Data items

______________________________

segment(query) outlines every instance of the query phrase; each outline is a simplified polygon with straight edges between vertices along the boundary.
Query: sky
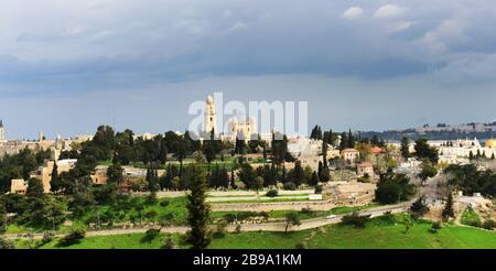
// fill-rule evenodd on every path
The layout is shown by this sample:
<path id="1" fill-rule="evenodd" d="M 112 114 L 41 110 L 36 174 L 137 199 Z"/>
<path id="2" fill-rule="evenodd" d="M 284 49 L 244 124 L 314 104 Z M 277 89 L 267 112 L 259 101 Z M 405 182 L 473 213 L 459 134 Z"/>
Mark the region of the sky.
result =
<path id="1" fill-rule="evenodd" d="M 309 124 L 496 120 L 494 0 L 0 0 L 8 138 L 184 130 L 191 102 L 308 101 Z"/>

______________________________

** AIM OF THE EXERCISE **
Please rewrite all of the material above, replacing "Mark" with "Outline" and leaving everything else unchanged. Leave out the pictures.

** CORRECT RESULT **
segment(query) outlines every instance of the query phrase; each outline is a simplified polygon with straight edges between vertices along the boundary.
Query: sky
// fill-rule evenodd on every path
The layout is shown by this sample:
<path id="1" fill-rule="evenodd" d="M 112 114 L 41 110 L 36 174 L 137 199 Z"/>
<path id="2" fill-rule="evenodd" d="M 284 49 L 244 124 L 314 104 Z M 277 89 L 267 112 L 259 101 Z M 405 182 L 473 213 L 459 134 Z"/>
Outline the region of the sky.
result =
<path id="1" fill-rule="evenodd" d="M 309 124 L 496 120 L 494 0 L 0 0 L 8 138 L 184 130 L 191 102 L 308 101 Z"/>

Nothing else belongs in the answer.